**Task list**
• a. Reproduce the passage of the abstract on inverse source localization from "Authors: Yiwei Shi, Mengyue" to "Filtering Reinforcement Learning." word for word.
• b. In the abstract on inverse source localization, what two execution strategies does the proposed framework incorporate?

**Passage to read**
■ ■ ■ ■ ■
Authors: Yiwei Shi, Mengyue Yang, Qi Zhang, Weinan Zhang, Cunjia Liu, Weiru Liu
Abstract: In many real-world scenarios, such as gas leak detection or environmental
pollutant tracking, solving the Inverse Source Localization and
Characterization problem involves navigating complex, dynamic fields with
sparse and noisy observations. Traditional methods face significant challenges,
including partial observability, temporal and spatial dynamics,
out-of-distribution generalization, and reward sparsity. To address these
issues, we propose a hierarchical framework that integrates Bayesian inference
and reinforcement learning. The framework leverages an attention-enhanced
particle filtering mechanism for efficient and accurate belief updates, and
incorporates two complementary execution strategies: Attention Particle
Filtering Planning and Attention Particle Filtering Reinforcement Learning.
These approaches optimize exploration and adaptation under uncertainty.
Theoretical analysis proves the convergence of the attention-enhanced particle
filter, while extensive experiments across diverse scenarios validate the
framework’s superior accuracy, adaptability, and computational efficiency. Our
results highlight the framework’s potential for broad applications in dynamic
field estimation tasks.
Source: http://arxiv.org/abs/2501.13084v1
■ ■ ■ ■ ■
**Data supplied**
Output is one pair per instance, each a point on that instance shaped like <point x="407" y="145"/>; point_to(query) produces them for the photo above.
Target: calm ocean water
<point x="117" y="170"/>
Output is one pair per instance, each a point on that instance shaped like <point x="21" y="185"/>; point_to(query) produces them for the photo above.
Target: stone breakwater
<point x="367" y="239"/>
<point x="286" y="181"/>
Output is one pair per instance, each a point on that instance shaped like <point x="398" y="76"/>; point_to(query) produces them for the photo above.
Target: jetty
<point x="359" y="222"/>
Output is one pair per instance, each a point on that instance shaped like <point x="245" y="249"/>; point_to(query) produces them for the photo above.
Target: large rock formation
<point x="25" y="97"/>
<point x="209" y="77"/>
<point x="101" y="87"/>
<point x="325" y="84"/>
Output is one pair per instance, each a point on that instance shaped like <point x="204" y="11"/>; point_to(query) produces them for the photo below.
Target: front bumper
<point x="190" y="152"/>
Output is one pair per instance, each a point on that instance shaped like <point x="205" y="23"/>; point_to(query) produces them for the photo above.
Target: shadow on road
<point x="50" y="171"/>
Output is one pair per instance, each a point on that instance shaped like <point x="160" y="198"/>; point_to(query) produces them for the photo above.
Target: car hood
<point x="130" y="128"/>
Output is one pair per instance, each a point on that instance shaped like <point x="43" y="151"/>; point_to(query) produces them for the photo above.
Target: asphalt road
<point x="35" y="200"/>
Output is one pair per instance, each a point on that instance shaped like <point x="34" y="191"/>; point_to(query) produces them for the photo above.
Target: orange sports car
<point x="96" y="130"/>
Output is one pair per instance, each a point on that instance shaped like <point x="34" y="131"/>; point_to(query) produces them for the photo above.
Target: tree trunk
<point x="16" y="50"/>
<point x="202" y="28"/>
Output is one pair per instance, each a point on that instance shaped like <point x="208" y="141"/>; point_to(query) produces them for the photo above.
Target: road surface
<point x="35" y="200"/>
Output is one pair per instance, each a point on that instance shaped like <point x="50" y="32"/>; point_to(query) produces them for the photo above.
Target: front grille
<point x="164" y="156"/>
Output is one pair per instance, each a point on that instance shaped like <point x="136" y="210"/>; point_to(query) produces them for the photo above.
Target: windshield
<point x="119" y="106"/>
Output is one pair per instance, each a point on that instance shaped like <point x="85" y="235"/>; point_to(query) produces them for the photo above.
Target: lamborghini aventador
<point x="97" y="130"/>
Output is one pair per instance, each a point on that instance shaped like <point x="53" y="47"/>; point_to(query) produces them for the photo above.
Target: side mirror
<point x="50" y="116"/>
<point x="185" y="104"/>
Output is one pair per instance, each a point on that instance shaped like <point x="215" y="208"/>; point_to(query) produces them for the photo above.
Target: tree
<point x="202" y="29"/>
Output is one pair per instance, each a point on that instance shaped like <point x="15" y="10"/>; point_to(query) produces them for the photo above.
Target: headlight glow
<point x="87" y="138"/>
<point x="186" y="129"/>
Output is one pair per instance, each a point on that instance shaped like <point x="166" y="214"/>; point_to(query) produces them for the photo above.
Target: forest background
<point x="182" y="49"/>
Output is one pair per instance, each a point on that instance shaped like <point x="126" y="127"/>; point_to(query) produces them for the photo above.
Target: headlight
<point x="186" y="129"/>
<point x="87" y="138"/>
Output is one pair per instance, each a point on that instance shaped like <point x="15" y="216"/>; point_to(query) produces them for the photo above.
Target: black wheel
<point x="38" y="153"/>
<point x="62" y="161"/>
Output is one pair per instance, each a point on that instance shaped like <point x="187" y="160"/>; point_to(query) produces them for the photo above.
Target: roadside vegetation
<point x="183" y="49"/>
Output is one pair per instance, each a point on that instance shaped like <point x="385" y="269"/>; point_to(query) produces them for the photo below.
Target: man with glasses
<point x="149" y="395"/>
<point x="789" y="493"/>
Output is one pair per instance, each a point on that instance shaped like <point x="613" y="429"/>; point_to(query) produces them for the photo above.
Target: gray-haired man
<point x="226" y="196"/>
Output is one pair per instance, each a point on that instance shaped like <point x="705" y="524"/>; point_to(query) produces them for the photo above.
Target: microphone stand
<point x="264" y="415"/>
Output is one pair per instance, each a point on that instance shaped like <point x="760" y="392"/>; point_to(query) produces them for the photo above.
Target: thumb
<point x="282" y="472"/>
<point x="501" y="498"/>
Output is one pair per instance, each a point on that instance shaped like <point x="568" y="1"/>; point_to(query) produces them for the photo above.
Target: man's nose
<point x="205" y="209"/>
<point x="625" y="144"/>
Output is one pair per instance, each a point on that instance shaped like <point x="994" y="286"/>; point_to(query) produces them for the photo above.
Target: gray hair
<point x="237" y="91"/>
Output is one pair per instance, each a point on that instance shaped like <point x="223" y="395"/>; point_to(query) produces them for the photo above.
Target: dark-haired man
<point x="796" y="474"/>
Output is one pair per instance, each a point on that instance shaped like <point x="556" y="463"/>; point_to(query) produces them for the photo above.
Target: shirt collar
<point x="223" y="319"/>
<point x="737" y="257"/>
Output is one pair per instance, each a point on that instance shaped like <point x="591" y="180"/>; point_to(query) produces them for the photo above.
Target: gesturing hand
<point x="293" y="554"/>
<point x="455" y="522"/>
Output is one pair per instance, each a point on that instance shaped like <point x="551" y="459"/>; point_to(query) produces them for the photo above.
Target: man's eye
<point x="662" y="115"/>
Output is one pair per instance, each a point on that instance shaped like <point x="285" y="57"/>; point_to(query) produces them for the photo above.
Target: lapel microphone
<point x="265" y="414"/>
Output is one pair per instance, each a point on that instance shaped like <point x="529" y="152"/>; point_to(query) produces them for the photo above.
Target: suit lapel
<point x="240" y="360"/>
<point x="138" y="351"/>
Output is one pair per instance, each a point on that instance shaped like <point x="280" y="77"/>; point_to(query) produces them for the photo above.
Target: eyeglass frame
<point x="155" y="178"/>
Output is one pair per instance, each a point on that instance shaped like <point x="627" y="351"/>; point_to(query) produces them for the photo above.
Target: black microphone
■ ■ ■ ■ ■
**Responses for each task**
• a.
Authors: Yiwei Shi, Mengyue Yang, Qi Zhang, Weinan Zhang, Cunjia Liu, Weiru Liu
Abstract: In many real-world scenarios, such as gas leak detection or environmental
pollutant tracking, solving the Inverse Source Localization and
Characterization problem involves navigating complex, dynamic fields with
sparse and noisy observations. Traditional methods face significant challenges,
including partial observability, temporal and spatial dynamics,
out-of-distribution generalization, and reward sparsity. To address these
issues, we propose a hierarchical framework that integrates Bayesian inference
and reinforcement learning. The framework leverages an attention-enhanced
particle filtering mechanism for efficient and accurate belief updates, and
incorporates two complementary execution strategies: Attention Particle
Filtering Planning and Attention Particle Filtering Reinforcement Learning.

• b. Attention Particle Filtering Planning and Attention Particle Filtering Reinforcement Learning.